# Alıntı:

---------------

Bilim tarihinde iz bırakan bir olaydan bahsedelim bugün kısaca. Hikayemizin kahramanı, hikayesi film ve kitaba da konu olan çok genç yaşta aramızdan ayrılan Henrietta Lacks..
1.

Henrietta Lacks ve Ölümsüz Hücreler HeLa
Henrietta Lacks, yoksul bir ailede dünyaya gelmiş yoksul bir kadındı. Yaşamı olağan bir şekilde ilerliyordu. Evlenmiş ve çocukları olmuştu. Ancak, ne yazık ki bir hastalık sonucu olsa da, tıp tarihine adını kazıyacak bir insan olarak tamamlayacaktı dünyadaki süresini..
2.

Henrietta Lacks’in adını ölümsüzleştiren olay, beşinci çocuğunu dünyaya getirmesinden sonra gerçekleşti. Doğumdan sonra sağlığı bir türlü düzelemeyen Henrietta’nın vücudunda anormal bir sürecin yaşanıyor olmasının ardında, insanlığın geleceğini değiştirecek bir hücrenin vücudunda olması yatıyordu.
1951’de Henrietta Lacks vajinal kanama şikayetiyle dönemin fakir Afro-Amerikanlarını tedavi eden bir iki hastaneden olan Johns Hopkins Hastanesine gitti.
3.

Ünlü Jinekolog Dr. Howard Jones, muayene ile birlikte Henrietta’nın rahim ağzında büyük, kötü huylu bir tümör keşfetti. Tıbbi kayıtlar Lacks’in, rahim ağzı kanseri olduğuna işaret ediyordu ve bunun için radyum tedavisi görmeye başladı.

---------------

# Görev amacı:
Henrietta Lacks metninde "Henrietta Lacks ve" ile başlayıp "vücudunda olması yatıyordu." ile biten bölümü hiç değiştirmeden yeniden yazın. Yalnızca Henrietta Lacks metnine dayanın.

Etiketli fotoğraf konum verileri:
---------------

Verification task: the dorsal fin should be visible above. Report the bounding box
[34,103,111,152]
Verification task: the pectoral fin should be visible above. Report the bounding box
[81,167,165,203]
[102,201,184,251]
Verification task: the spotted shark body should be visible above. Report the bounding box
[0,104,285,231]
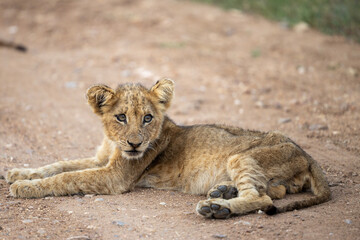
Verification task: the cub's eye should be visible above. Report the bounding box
[144,114,153,123]
[115,114,126,123]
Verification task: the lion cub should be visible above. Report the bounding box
[6,79,330,218]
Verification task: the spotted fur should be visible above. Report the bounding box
[6,79,330,218]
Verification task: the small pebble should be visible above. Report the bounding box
[112,220,125,226]
[65,82,77,89]
[309,124,329,131]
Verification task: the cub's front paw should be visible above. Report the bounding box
[10,180,46,198]
[196,198,231,219]
[6,168,41,184]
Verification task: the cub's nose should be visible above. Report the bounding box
[127,140,142,148]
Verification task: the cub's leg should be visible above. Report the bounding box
[6,157,103,184]
[10,167,125,198]
[197,155,273,218]
[207,181,238,199]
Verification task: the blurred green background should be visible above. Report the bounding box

---------------

# Sorunun çözümü:
Henrietta Lacks ve Ölümsüz Hücreler HeLa
Henrietta Lacks, yoksul bir ailede dünyaya gelmiş yoksul bir kadındı. Yaşamı olağan bir şekilde ilerliyordu. Evlenmiş ve çocukları olmuştu. Ancak, ne yazık ki bir hastalık sonucu olsa da, tıp tarihine adını kazıyacak bir insan olarak tamamlayacaktı dünyadaki süresini..
2.

Henrietta Lacks’in adını ölümsüzleştiren olay, beşinci çocuğunu dünyaya getirmesinden sonra gerçekleşti. Doğumdan sonra sağlığı bir türlü düzelemeyen Henrietta’nın vücudunda anormal bir sürecin yaşanıyor olmasının ardında, insanlığın geleceğini değiştirecek bir hücrenin vücudunda olması yatıyordu.